Job A:
Please reproduce word for word the part of the listing below that opens with the line containing "Expected output: a single point for each instance of the white" and closes with the line containing "Query: small white flower cluster", including both of those lines and leaving out the pictures.

The conservative movement had always been filled with monetary cranks. This has been true for well over a century.

These cranks have never read a book on economics. They have never taken a class in economics. They have zero practical experience in finance.

They come before the conservative public and present crackpot schemes of monetary inflation, all in the name of conservatism.

Their victims are equally unread, equally unskilled amateurs who think, "Gee, that sounds great! Let's do it."

Let's do what? These cranks never have a plan to get from here to there: the Promised Land. They are like Moses with no escape route into the Promised Land by way of the wilderness. They want to wave a magic wand and get True Money (always capitalized).

These crackpot schemes all partake of the same flaw. They want a government-appointed committee of unelected experts to set up the money and banking system at a zero interest rate. Usually, they want a central bank run by engineers and government statisticians. But all of these schemes rely on government statisticians. All of them reject a gold coin standard where owners of private property -- gold coins and bank accounts -- are in charge.

These crackpot schemes begin with this presupposition, which is never admitted by any of the designers: "We do not trust private property and the free market. We trust only government experts." Their zombie followers line up. "Yes, yes, we too believe only in government-employed experts. This is because we are conservatives." Then out into they night they march, looking for other conservatives with brains to eat. They find them. They always find them.

The bank reformers have no political support for their schemes. But they spend time describing the wonders of their system. They call on people to get behind it. Except for a few crackpot schemes, such as Social Credit or Greenbackism, no one ever joins the political movement. There is no political movement. There are only mindless zombies.

Job B:
Quote the part of the excerpt on monetary cranks above that opens with the words containing "The conservative movement" and closes with "experience in finance.".

Dataset rows:

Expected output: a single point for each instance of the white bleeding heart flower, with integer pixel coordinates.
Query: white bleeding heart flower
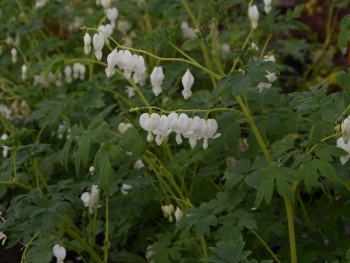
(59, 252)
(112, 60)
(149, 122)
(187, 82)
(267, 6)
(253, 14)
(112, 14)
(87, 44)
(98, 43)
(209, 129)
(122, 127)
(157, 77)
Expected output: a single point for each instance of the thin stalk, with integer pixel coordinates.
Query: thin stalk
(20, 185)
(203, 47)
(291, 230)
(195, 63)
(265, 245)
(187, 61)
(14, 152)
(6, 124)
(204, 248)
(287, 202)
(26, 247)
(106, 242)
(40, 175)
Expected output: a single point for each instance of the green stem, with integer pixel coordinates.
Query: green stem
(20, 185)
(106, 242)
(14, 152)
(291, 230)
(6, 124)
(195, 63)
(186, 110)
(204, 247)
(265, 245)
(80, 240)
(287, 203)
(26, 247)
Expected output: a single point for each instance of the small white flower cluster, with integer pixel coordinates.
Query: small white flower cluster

...

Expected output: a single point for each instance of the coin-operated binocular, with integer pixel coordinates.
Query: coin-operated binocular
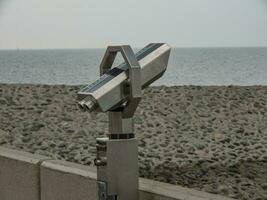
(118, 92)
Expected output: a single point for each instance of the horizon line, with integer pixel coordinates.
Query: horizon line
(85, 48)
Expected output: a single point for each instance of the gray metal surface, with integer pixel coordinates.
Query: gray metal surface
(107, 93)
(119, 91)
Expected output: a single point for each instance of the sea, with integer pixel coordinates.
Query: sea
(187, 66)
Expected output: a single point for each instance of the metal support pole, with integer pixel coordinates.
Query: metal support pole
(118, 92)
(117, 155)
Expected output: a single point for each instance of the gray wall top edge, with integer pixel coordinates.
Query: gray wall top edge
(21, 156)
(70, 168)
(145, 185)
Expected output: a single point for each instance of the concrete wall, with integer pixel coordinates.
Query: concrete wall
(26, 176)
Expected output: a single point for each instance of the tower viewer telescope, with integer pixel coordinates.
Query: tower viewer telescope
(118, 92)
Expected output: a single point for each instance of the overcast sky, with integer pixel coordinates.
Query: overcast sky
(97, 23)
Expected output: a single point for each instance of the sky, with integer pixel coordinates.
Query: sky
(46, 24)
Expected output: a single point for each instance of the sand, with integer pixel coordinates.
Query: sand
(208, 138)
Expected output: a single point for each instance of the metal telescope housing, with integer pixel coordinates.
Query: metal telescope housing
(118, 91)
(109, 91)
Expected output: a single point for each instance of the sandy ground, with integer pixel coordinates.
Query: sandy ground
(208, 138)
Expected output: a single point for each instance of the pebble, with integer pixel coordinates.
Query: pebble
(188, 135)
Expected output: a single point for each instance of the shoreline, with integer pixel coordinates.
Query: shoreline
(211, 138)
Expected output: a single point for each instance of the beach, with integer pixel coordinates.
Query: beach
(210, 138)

---

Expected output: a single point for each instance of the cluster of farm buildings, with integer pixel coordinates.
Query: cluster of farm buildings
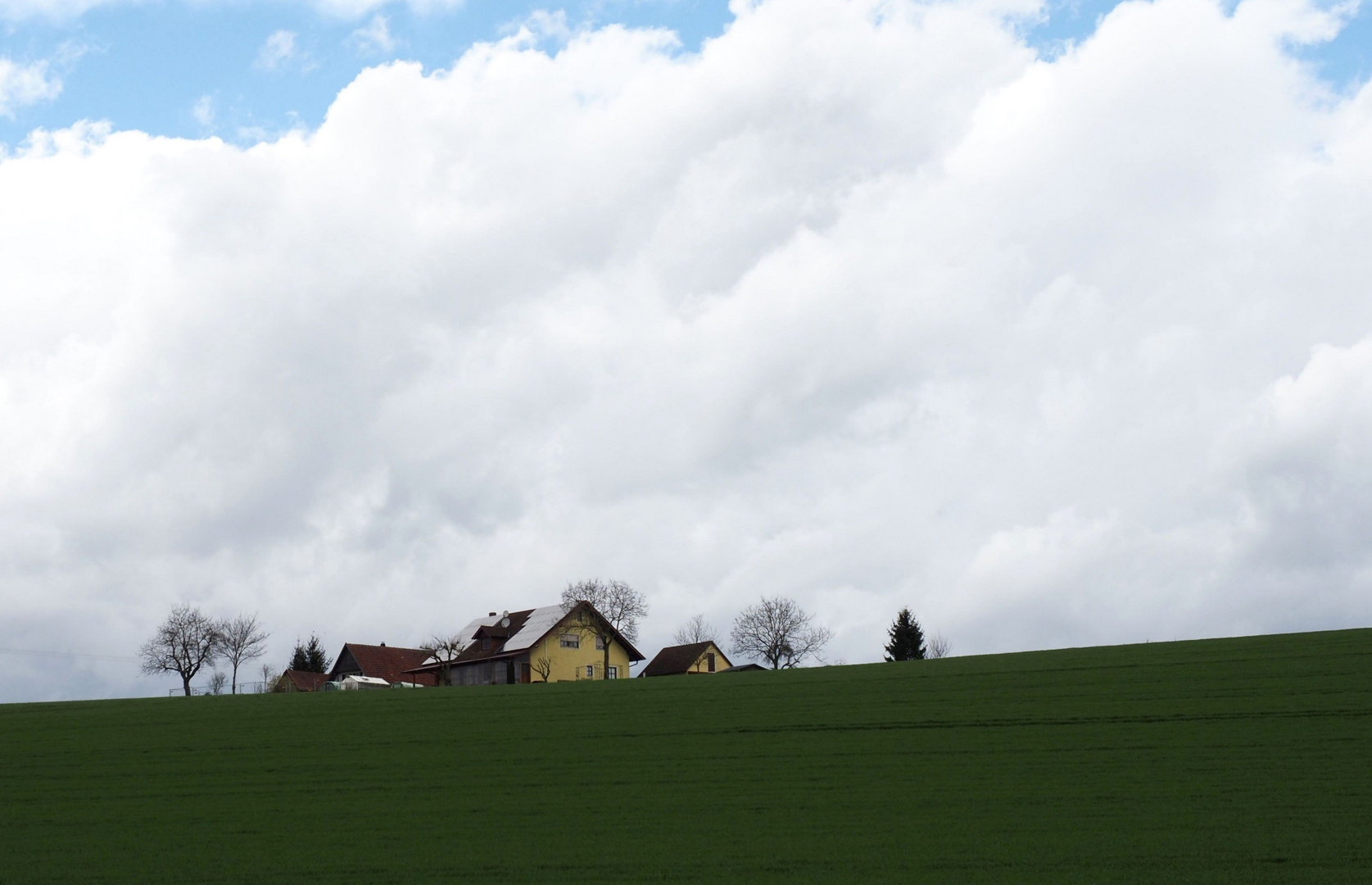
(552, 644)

Written solution A:
Expected output: a single point for each instance of the white bleeding heart flower, with integer pixel coordinates.
Query: white bleeding heart flower
(59, 252)
(112, 60)
(149, 122)
(187, 82)
(267, 6)
(253, 14)
(112, 14)
(87, 44)
(98, 43)
(209, 129)
(122, 127)
(157, 77)
Expected output: a single point for each instance of the thin stalk, with integer pixel coordinates.
Query: thin stalk
(20, 185)
(203, 47)
(291, 230)
(195, 63)
(265, 245)
(187, 61)
(14, 152)
(6, 124)
(204, 248)
(287, 202)
(26, 247)
(106, 242)
(40, 175)
Expected output: a single point for each instance of the green stem, with integer pixel coordinates.
Query: green stem
(20, 185)
(106, 242)
(14, 152)
(291, 230)
(6, 124)
(195, 63)
(186, 110)
(204, 247)
(265, 245)
(80, 240)
(287, 203)
(26, 247)
Expected output: a single point for each instance of the small white flower cluster, with integer pixel coordinates.
Query: small white flower cluster

Written solution B:
The conservative movement had always been filled with monetary cranks. This has been true for well over a century.

These cranks have never read a book on economics. They have never taken a class in economics. They have zero practical experience in finance.